▶ _Assigned task_:
The response should be the records below, repeated exactly, with each picture left out.

▶ _Data for analysis_:
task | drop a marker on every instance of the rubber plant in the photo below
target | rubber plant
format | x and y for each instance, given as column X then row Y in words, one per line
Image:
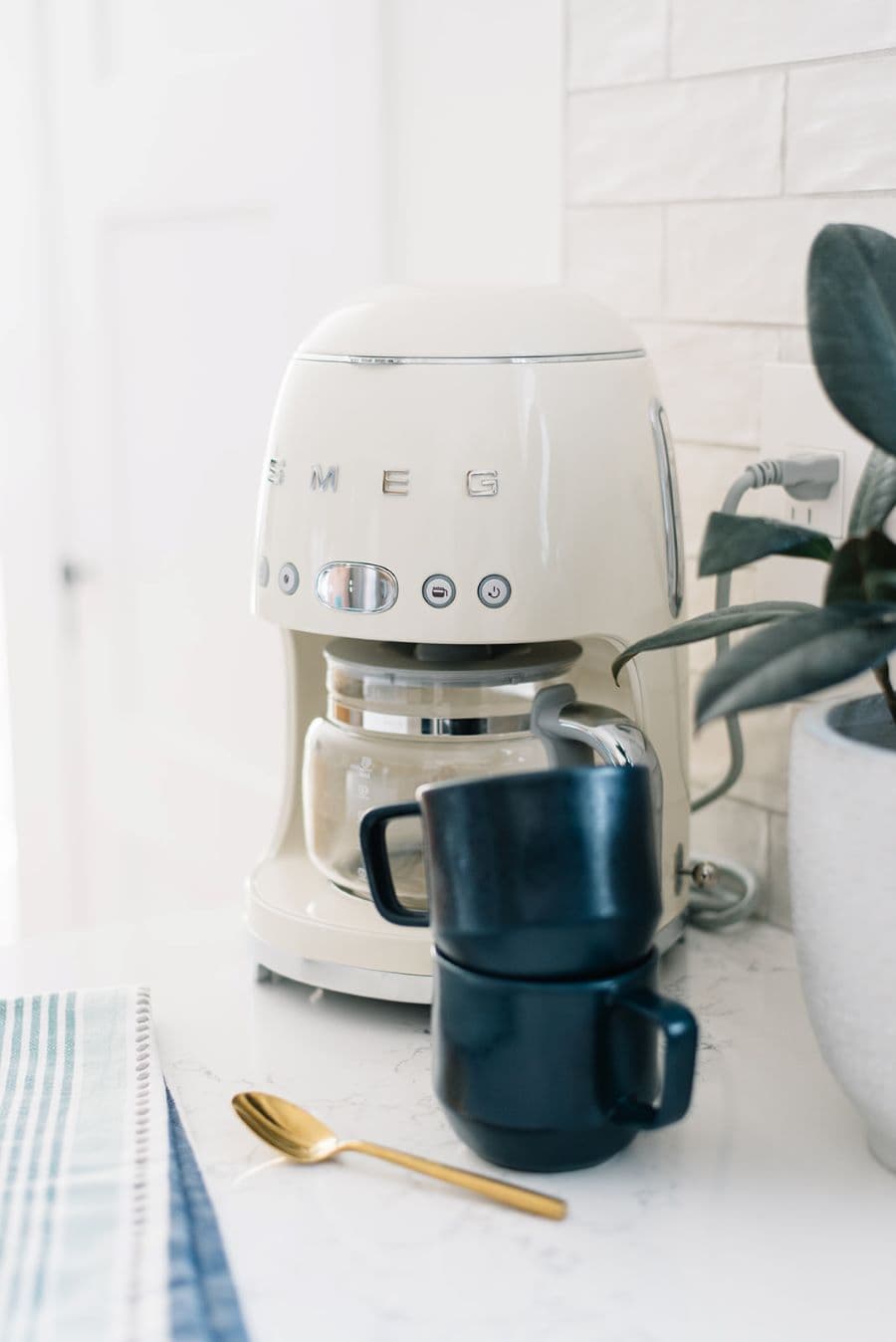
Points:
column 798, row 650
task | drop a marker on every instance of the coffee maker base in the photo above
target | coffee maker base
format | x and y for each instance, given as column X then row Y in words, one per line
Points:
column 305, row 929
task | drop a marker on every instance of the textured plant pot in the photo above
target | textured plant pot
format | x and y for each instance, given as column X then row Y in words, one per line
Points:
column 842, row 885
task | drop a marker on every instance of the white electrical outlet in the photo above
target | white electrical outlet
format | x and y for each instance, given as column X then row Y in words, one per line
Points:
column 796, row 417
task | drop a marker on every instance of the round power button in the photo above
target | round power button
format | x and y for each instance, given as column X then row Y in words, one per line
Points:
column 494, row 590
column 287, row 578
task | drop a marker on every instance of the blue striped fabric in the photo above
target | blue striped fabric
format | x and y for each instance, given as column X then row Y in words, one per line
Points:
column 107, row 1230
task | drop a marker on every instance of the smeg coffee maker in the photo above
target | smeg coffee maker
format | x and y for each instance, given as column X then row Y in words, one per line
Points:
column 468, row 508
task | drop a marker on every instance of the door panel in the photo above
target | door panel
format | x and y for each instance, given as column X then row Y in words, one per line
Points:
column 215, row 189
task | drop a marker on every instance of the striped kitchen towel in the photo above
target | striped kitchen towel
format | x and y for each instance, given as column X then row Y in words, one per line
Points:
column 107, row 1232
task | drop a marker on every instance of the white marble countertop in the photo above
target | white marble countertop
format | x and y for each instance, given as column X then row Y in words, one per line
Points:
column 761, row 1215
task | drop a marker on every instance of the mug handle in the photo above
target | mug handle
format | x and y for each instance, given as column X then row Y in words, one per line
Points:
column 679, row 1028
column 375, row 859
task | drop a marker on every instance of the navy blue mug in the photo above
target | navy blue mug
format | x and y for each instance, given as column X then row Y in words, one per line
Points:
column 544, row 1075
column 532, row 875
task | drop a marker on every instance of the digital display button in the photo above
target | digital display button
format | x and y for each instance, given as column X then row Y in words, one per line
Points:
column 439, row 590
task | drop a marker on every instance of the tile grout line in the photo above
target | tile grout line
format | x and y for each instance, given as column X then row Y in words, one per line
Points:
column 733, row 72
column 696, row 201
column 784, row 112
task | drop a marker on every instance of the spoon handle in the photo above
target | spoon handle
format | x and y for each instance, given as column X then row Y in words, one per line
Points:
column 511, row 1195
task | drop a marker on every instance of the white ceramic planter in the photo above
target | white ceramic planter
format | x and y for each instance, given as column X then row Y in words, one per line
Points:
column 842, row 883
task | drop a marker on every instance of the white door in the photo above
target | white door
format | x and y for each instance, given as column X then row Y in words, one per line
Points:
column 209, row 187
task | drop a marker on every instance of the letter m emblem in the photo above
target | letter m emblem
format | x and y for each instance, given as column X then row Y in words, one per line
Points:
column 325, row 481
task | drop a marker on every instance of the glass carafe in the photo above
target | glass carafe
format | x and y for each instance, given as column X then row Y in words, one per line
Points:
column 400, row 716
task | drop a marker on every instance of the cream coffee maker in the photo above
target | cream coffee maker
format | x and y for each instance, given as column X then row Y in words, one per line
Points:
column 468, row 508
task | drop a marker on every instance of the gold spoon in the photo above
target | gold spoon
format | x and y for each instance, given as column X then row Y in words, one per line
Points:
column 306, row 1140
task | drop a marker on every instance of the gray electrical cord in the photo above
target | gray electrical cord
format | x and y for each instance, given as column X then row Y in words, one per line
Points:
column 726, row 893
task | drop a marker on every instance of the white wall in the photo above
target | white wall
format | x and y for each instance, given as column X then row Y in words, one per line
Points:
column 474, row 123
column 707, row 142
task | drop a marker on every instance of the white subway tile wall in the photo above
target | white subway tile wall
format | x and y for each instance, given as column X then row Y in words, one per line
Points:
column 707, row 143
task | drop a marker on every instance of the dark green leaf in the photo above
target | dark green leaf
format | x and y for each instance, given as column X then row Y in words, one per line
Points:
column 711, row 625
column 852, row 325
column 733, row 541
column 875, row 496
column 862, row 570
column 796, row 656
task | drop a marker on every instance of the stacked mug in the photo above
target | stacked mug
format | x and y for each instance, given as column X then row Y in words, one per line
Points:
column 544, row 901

▶ _Answer_:
task | drop a marker on every instance of the rubber plant in the photo below
target | rubber plant
format | x and y for each instance, given as column X then row Y in words, one per line
Image:
Points:
column 798, row 650
task | drop a marker on every instance of the coffee maker base in the photo above
target | coffee maker base
format | x and y for each instance, given as column X then row Y in words, one per line
Points:
column 305, row 929
task | drop a marker on every instance of the textured plant pot in the photo above
target | textured plant pot
format | x and y for each instance, given as column X then row Y in words, one per line
Points:
column 842, row 885
task | drop a marker on every instance of the white electrical outlet in the photo above
target | white electrical outlet
format | x and y for each instance, given as column X then row Y in words, one per line
Points:
column 796, row 417
task | drop a marker on every instance of the round power button in the photo above
target | round power button
format | x and y for each instance, given as column X then row Y in words, one per line
Points:
column 494, row 590
column 287, row 578
task | drop a marker on every instance of the blue striped fabric in the photo above
target | blue striped fabric
format | x and y for each instance, given as column X then row Y in words, one per line
Points:
column 107, row 1230
task | drop a marker on every instance of the smeg coffee maker in the photo above
target | smeg coffee maker
format | x and y for each instance, given as column X then row Y in words, one per line
Points:
column 468, row 508
task | drop a marker on every instance of the door panel in the photo above
target | door panel
format | x and y for each instance, given as column X then row Y in words, one per line
Points:
column 215, row 189
task | drop a marker on every instance of the striped kitchen towel in the photo above
target | striped kitchen towel
format | x and y for each instance, given as column X then row Y in words, one per line
Points:
column 107, row 1232
task | drop a marker on every instance of the white marble countertop in the photo above
target | white marble countertop
format | x and y for each instance, given as column X then row Y in words, one per line
Points:
column 761, row 1215
task | drop a marker on every instance of the mug handle in the photo above
target | mug handle
format | x and y for each instance, given as column X then row Y in words, one per line
Points:
column 679, row 1028
column 375, row 859
task | drop a marker on every instance of the navy blue mug in the photo above
target | navy blue mug
format | x and y for each instance, given as column X then row Y in words, one per line
Points:
column 544, row 1075
column 532, row 875
task | drop a marker on every instance of the digital display button in the photo above
target | digital display button
format | x and y for each instance, given as column X then row Y in words, one per line
Points:
column 439, row 590
task | drop a marker on every instance of the tile grout line in the photo above
target | tile grout line
format | x and y for each instance, given as column X then row Y in words, one per line
Points:
column 733, row 72
column 696, row 201
column 784, row 112
task | drop a marker on every instance of the spoon handle in the photo above
target | spoon handle
format | x and y for each instance, given as column X then row Y in words, one per line
Points:
column 511, row 1195
task | drop a marker on every instance of the white ceramic planter in the photo above
target | white ceramic planter
format | x and y for each instance, given as column X then row Y in words, one per line
Points:
column 842, row 883
task | drop a marker on every instance of the white door in the photo above
target | white door
format | x and y for each instance, given as column X then row Y in words, one per line
Points:
column 209, row 187
task | drop a marker on every instance of the letter m emblem in the photo above
target | letter m emblem
format | x and y for each instance, given as column X then row Y in words, one per line
Points:
column 325, row 481
task | drop a marker on every instance of the glass carafe in the photo above
target | glass carafe
format | x and y for each instance, given as column X then row Y in words, one per line
Points:
column 400, row 716
task | drop a marker on every instance of the cream coffee maker in the photo above
target | cream coffee maker
format | x and y for each instance, given as column X then row Y in words, one per line
Points:
column 468, row 508
task | drop a marker on every instance of the gold spoon in the photo above
target | gold spoon
format | x and y for each instance, given as column X then row Y in words, one per line
Points:
column 306, row 1140
task | drop a marker on every instance of the gray electrical cord in the photo above
target | gray electrical cord
format | x and y for each instance, given as column X then row Y in words, one per line
Points:
column 726, row 893
task | drop a marker on every instance of the white wall in the photo above
target | white wall
format | x and y for each instance, given as column X then row Y in words, one per line
Points:
column 474, row 123
column 707, row 142
task | drop a marker on every instance of the white subway tile wall in the photo above
target | white subway tile wall
format | x and y for each instance, given as column X then row Y in words, one per line
Points:
column 707, row 143
task | drop a marker on every instance of the dark green leaf in the photo above
target | dark green leaf
format | x and y for each instance, given as column X then row Y in words, one per line
Points:
column 711, row 625
column 852, row 325
column 733, row 541
column 875, row 496
column 862, row 570
column 796, row 656
task | drop a marker on every instance of the stacked mug in the photo above
target | stacked mug
format | x and y for each instance, given as column X then row Y in words, one per line
Points:
column 544, row 901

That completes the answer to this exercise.